EXERCISE GOAL: Would you write out, exactly as they stand, all lines from the one containing "Return one point per instance of the hazy sky" through the end of the listing below, and only those?

DATA UNDER STUDY:
————————
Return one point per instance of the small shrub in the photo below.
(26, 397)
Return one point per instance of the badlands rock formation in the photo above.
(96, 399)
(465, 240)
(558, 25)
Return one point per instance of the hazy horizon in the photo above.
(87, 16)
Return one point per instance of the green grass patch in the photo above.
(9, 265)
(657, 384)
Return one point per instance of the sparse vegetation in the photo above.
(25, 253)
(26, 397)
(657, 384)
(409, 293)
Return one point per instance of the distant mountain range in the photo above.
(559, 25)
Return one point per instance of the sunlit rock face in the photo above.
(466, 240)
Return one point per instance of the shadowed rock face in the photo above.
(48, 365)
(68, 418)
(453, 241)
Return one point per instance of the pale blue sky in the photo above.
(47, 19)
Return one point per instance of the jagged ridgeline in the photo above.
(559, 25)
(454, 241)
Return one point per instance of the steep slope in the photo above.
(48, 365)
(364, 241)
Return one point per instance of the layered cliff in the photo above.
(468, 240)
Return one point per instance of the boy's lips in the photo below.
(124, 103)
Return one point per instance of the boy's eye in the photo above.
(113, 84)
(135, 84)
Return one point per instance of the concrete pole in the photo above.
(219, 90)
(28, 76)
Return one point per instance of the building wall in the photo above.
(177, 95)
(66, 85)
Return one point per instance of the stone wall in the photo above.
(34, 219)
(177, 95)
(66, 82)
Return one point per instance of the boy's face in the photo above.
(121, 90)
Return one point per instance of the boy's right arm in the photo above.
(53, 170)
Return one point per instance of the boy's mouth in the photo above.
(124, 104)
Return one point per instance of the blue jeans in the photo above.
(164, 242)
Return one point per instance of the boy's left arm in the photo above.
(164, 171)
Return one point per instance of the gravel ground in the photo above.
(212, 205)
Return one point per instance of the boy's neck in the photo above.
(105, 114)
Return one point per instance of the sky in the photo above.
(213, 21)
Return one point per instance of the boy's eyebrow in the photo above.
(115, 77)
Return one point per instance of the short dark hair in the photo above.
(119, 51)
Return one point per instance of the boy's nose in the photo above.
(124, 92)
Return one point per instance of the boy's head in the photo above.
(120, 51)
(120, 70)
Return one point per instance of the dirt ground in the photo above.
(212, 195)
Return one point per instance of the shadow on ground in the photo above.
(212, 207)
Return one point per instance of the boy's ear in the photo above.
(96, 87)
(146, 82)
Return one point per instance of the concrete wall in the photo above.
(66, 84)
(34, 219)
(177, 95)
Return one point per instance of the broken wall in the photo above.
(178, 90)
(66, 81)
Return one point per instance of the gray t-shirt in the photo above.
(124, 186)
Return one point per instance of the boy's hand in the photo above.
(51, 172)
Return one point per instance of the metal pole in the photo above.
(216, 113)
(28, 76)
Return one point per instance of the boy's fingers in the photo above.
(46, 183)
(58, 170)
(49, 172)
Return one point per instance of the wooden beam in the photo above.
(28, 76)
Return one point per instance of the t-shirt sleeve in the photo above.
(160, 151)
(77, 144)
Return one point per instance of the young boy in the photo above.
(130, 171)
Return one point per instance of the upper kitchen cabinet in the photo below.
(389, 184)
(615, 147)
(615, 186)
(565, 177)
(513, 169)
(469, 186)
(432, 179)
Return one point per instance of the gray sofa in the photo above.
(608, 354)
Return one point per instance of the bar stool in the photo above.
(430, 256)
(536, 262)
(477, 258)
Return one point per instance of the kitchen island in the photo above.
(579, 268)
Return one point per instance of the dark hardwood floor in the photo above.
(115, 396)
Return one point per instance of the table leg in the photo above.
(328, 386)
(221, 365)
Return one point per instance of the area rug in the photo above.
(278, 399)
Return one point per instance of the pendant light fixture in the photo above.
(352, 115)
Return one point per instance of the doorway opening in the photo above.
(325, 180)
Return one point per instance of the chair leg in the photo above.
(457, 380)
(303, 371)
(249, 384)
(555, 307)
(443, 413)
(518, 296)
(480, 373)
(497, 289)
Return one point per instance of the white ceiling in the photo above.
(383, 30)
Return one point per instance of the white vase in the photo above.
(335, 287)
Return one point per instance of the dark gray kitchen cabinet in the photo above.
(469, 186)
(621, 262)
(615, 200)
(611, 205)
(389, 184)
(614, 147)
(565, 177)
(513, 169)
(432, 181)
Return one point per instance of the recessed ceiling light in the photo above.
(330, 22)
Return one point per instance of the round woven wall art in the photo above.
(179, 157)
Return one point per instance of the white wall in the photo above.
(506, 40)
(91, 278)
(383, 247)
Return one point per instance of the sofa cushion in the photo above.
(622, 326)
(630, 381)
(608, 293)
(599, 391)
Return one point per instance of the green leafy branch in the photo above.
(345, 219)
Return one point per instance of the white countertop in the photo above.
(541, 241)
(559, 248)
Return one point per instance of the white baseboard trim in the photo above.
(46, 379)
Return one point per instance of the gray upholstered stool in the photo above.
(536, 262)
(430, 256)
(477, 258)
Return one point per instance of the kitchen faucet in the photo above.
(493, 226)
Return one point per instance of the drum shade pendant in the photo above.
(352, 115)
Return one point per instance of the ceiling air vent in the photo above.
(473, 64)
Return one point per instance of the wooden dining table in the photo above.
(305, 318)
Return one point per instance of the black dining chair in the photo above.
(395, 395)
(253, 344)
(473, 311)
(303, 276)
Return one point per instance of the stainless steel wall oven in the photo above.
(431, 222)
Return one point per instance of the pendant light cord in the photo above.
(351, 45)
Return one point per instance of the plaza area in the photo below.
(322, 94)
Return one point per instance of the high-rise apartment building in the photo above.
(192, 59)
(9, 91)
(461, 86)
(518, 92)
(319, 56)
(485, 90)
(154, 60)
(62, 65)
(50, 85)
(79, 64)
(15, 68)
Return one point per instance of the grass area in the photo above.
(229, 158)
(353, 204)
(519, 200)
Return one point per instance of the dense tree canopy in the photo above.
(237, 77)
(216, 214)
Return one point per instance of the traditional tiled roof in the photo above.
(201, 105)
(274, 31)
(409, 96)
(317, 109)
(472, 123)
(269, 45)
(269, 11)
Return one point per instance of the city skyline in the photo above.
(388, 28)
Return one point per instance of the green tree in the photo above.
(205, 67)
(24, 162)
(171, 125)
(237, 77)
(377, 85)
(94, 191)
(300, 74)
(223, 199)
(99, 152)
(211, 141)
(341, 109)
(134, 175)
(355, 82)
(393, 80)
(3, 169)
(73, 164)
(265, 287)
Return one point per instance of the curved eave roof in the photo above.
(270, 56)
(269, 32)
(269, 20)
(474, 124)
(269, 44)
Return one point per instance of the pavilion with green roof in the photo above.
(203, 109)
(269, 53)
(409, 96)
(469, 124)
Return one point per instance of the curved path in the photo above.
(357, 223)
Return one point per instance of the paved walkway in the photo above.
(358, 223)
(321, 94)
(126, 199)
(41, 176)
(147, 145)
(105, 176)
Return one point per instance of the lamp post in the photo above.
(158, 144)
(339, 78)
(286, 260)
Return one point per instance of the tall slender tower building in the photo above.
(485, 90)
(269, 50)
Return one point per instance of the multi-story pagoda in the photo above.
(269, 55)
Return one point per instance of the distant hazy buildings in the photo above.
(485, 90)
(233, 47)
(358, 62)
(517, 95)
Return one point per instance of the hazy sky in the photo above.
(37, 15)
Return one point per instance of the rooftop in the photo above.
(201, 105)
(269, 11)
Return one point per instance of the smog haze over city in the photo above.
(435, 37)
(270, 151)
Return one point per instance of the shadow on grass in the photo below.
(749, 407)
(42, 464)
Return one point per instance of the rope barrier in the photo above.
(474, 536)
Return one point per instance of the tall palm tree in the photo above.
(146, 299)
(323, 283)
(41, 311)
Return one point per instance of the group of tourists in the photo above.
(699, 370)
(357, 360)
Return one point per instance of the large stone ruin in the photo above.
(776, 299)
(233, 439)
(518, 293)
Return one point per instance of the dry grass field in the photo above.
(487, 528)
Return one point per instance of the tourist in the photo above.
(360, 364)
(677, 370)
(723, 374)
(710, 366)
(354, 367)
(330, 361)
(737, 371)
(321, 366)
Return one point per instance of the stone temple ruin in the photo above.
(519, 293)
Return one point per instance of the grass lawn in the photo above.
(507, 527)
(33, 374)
————————
RESPONSE TO THE TASK:
Return one point per instance of the hazy sky in the photo above.
(37, 15)
Return one point per instance of the rooftop in the photo above.
(201, 105)
(269, 11)
Return one point per instance of the smog haze over city in the photo above.
(435, 37)
(270, 151)
Return one point per instance of the shadow on grass in the photo below.
(749, 407)
(42, 464)
Return one point per instance of the rope barrier in the photo above.
(474, 536)
Return one point per instance of the tall palm tree in the photo above.
(146, 299)
(323, 283)
(41, 311)
Return one point per instance of the group of tourists in the photo above.
(699, 370)
(357, 360)
Return one point per instance of the large stone ruin in the photo above.
(776, 299)
(233, 439)
(518, 293)
Return one point per instance of the dry grass field in the photo above.
(487, 528)
Return one point per instance of the tourist in the photo above.
(360, 364)
(677, 370)
(723, 374)
(710, 366)
(354, 367)
(330, 361)
(737, 371)
(321, 366)
Return one point per instance of the stone temple ruin in the photo above.
(519, 293)
Return one point per instance of the grass lawn in the photo above.
(507, 527)
(33, 374)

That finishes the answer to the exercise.